"""

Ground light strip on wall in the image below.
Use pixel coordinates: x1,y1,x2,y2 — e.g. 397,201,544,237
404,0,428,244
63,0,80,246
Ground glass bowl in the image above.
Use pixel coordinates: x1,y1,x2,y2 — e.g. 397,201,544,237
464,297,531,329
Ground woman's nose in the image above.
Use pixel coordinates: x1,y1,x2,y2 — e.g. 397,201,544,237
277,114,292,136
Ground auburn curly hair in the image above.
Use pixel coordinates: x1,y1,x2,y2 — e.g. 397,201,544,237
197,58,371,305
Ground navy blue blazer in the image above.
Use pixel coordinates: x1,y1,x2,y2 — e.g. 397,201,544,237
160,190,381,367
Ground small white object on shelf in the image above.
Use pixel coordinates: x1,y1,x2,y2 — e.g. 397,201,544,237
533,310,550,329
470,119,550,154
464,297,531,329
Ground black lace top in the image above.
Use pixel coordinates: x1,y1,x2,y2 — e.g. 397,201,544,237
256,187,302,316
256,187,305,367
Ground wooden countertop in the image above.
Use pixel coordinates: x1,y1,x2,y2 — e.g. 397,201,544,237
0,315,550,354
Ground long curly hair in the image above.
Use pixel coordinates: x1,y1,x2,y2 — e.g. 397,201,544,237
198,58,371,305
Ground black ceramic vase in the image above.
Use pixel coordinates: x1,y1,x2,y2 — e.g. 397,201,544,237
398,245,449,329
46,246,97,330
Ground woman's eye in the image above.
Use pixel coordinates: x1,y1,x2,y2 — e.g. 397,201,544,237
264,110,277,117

"""
"""

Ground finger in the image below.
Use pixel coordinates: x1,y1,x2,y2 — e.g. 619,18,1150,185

"""
"""

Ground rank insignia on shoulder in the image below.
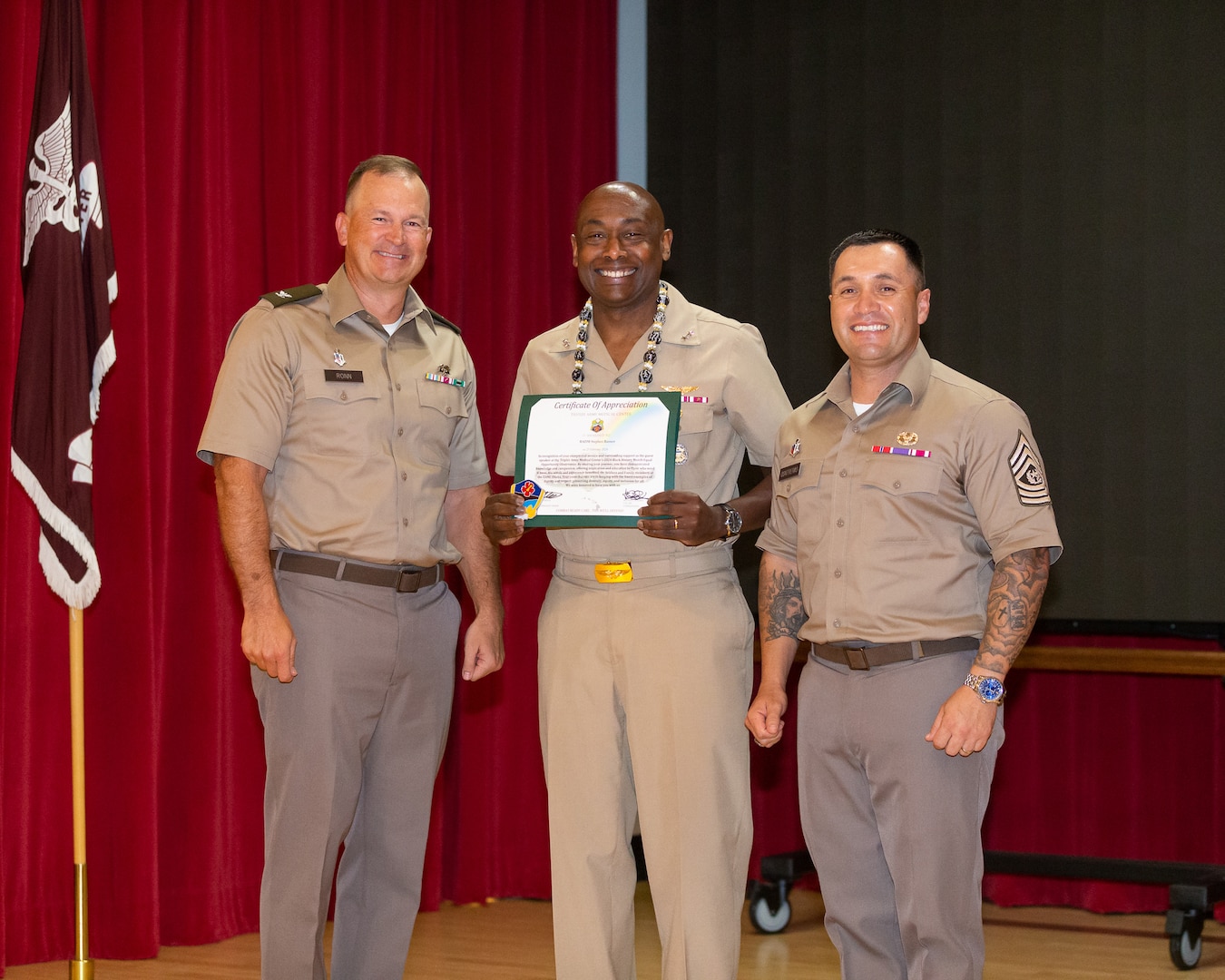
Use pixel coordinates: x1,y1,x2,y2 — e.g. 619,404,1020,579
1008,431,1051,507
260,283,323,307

"""

Work required | Filter the material down to the lines that contain the word "above", and copy each of those lines unchanged, in order.

Response |
Ground glass bowl in the image above.
Ground woman's nose in the image above.
Ground auburn curly hair in the image above.
Ground navy blue blazer in the image above.
Ground small white object on shelf in the image above.
Ground black lace top in the image above.
Ground wooden countertop in the image above.
Ground long curly hair in the image above.
Ground black ceramic vase in the image above.
Ground woman's eye in the image above.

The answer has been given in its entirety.